→ Instructions for the task
Render the lines from the one containing "sleeve, shaped like this sample" through the end of the records as a Markdown table with the columns Row and Line, omitting blank lines and any pictures.

►

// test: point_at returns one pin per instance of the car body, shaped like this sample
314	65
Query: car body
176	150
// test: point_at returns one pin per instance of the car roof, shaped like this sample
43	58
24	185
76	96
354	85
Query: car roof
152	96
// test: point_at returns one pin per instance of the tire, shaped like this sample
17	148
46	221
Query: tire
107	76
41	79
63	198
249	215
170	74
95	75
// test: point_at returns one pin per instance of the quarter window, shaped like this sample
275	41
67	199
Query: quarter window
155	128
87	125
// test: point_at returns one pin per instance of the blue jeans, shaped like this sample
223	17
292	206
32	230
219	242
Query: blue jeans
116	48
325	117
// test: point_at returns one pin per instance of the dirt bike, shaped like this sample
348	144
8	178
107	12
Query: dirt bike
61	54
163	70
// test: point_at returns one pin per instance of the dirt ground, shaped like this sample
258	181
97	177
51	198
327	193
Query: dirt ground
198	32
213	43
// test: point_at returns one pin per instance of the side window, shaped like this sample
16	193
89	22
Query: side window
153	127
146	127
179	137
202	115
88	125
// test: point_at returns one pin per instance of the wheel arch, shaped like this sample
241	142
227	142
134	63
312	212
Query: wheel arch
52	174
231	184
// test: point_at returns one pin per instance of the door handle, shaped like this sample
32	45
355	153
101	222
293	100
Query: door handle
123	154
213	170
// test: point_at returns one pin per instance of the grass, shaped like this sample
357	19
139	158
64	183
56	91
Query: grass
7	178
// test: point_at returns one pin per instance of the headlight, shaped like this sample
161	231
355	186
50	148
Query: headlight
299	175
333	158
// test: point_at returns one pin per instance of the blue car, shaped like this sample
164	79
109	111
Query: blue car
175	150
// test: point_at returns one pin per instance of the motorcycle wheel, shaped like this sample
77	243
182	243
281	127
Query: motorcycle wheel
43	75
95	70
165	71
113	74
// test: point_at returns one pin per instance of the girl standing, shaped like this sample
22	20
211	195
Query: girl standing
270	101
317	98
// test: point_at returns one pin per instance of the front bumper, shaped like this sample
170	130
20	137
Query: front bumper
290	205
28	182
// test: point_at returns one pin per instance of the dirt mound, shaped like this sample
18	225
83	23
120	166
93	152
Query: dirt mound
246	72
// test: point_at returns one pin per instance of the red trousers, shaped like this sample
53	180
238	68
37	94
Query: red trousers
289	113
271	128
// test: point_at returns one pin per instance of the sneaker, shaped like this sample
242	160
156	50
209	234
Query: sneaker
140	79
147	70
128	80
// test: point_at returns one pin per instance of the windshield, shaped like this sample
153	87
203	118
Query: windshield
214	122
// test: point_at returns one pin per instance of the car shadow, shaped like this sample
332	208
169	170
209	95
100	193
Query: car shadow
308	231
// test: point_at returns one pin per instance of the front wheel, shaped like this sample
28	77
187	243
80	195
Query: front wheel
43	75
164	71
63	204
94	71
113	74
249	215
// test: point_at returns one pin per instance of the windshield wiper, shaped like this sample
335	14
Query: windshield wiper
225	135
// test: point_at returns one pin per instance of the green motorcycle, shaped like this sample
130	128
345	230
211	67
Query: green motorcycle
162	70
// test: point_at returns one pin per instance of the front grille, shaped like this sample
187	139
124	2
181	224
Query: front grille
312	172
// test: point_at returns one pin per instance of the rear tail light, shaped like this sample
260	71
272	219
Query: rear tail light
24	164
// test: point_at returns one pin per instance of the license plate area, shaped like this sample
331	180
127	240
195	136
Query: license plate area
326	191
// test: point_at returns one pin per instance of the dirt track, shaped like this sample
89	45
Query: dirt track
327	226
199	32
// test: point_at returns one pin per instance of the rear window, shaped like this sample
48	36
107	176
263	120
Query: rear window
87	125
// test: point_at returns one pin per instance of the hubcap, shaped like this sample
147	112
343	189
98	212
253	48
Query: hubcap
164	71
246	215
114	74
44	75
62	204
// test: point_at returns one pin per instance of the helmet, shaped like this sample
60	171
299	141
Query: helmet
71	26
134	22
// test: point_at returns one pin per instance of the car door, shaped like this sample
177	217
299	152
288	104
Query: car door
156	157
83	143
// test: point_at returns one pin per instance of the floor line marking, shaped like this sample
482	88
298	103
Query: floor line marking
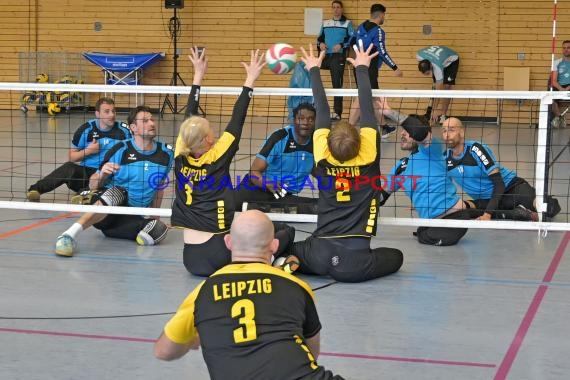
35	225
337	354
524	326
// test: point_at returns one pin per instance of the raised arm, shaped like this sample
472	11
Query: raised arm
313	65
200	63
361	62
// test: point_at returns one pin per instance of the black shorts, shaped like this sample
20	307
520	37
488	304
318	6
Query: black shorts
372	74
206	258
450	73
346	259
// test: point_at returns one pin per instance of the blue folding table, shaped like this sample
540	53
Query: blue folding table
123	69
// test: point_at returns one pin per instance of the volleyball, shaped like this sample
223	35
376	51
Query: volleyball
281	58
53	109
29	97
42	78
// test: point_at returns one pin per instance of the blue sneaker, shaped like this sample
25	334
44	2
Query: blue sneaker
288	264
65	246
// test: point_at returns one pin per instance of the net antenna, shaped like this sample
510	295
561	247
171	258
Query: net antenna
174	30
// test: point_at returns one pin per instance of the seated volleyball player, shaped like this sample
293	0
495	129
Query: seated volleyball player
347	214
422	176
90	143
124	180
282	168
204	202
265	327
495	189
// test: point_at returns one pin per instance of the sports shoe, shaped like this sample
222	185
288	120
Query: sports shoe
83	198
557	122
33	196
65	246
289	263
523	213
387	131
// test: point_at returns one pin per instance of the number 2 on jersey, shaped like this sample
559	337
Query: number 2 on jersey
343	187
244	310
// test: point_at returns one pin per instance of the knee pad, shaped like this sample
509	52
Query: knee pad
152	233
552	207
114	196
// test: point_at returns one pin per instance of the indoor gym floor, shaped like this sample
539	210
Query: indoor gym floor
494	306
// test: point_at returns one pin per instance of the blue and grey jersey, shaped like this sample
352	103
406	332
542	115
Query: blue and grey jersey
471	170
562	67
440	57
141	173
334	32
423	177
90	131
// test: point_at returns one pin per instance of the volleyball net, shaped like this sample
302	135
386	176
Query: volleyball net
515	125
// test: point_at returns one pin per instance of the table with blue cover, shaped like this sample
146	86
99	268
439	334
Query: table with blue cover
123	69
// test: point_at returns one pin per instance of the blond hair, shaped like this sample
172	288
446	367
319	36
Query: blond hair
344	141
193	131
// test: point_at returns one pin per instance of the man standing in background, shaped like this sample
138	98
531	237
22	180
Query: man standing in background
333	39
442	64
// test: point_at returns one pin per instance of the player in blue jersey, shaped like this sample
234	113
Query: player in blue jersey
347	211
442	64
204	203
89	145
495	189
370	32
299	79
134	173
560	81
282	168
423	177
333	39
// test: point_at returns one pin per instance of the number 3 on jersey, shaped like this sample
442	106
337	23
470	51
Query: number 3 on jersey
343	187
244	310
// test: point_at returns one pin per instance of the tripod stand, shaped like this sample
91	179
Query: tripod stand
174	28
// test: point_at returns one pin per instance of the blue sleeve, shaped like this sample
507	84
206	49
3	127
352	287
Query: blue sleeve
193	101
321	37
382	52
484	157
321	104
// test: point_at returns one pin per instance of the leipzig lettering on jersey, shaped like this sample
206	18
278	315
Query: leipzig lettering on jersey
235	289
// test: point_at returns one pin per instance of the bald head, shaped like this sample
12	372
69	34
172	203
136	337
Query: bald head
452	122
251	237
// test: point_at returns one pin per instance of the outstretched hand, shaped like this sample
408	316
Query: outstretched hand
310	60
253	69
363	57
200	63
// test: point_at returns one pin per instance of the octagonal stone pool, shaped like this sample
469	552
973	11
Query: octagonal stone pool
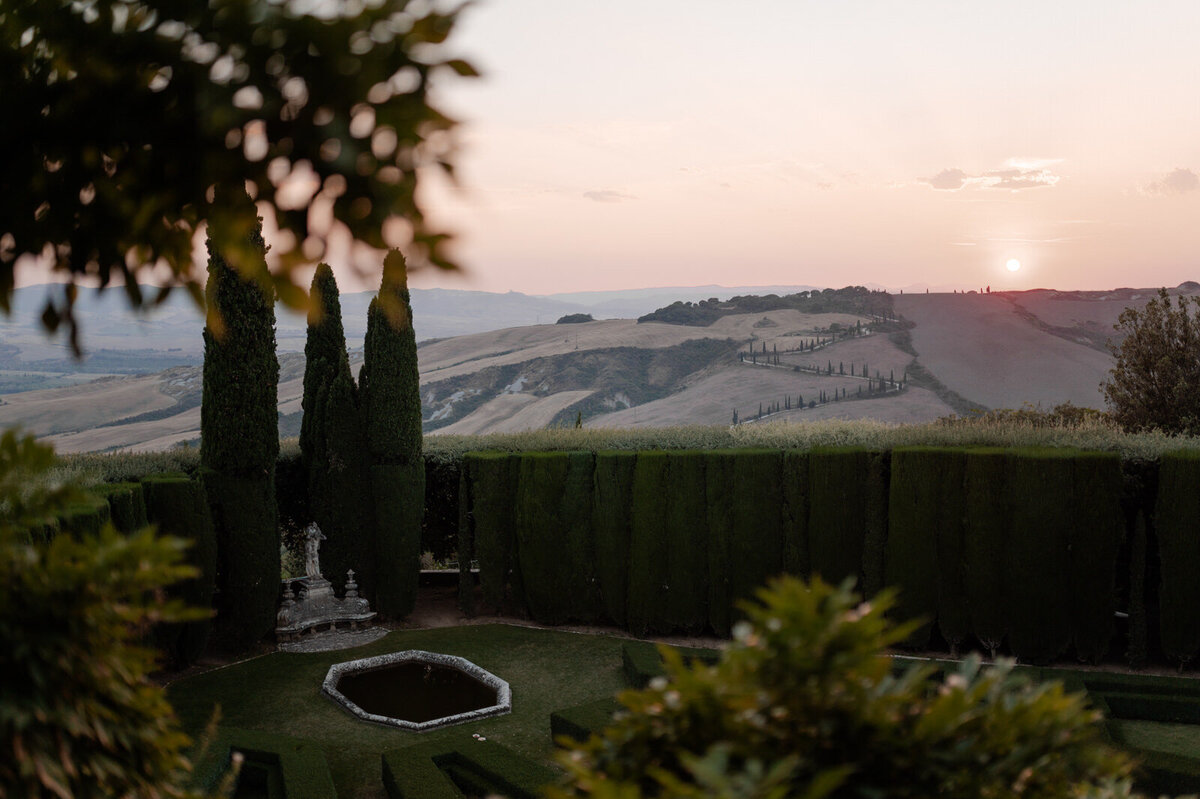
417	690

◄

→ Exercise response
| Row | Line |
|---|---|
| 1 | // test: point_at returns one pin per instance of the blue sleeve, shaped like this sample |
| 2 | 507	84 |
| 3 | 206	49 |
| 4 | 3	127 |
| 5 | 352	287 |
| 6 | Query: blue sleeve |
| 7 | 193	101 |
| 8 | 321	37 |
| 9 | 382	52 |
| 10 | 484	157 |
| 11 | 321	104 |
| 12 | // test: point_at returns one pin per instance of the leipzig lettering on jersey, shaped like this sample |
| 13 | 206	18 |
| 14 | 278	315 |
| 15 | Query: leipzig lettering on jersey |
| 16 | 235	289 |
| 17 | // test: point_at returns one pin per instance of the bald head, shaped like this sample |
| 18 | 12	372 |
| 19 | 69	34 |
| 20 | 172	203 |
| 21 | 136	337 |
| 22 | Query: bald head |
| 23 | 452	122 |
| 24 | 251	237 |
| 25 | // test: point_at returns one pin per instance of the outstretched hand, shaped like this sample |
| 26 | 408	316 |
| 27 | Query: outstretched hand |
| 28 | 310	60 |
| 29 | 253	69 |
| 30 | 363	57 |
| 31 | 200	63 |
| 32 | // test: point_at returns one pin per instance of the octagonal stone pool, shaped like this sample |
| 33 | 469	552 |
| 34 | 973	11 |
| 35 | Query: octagonal stone pool |
| 36 | 417	690 |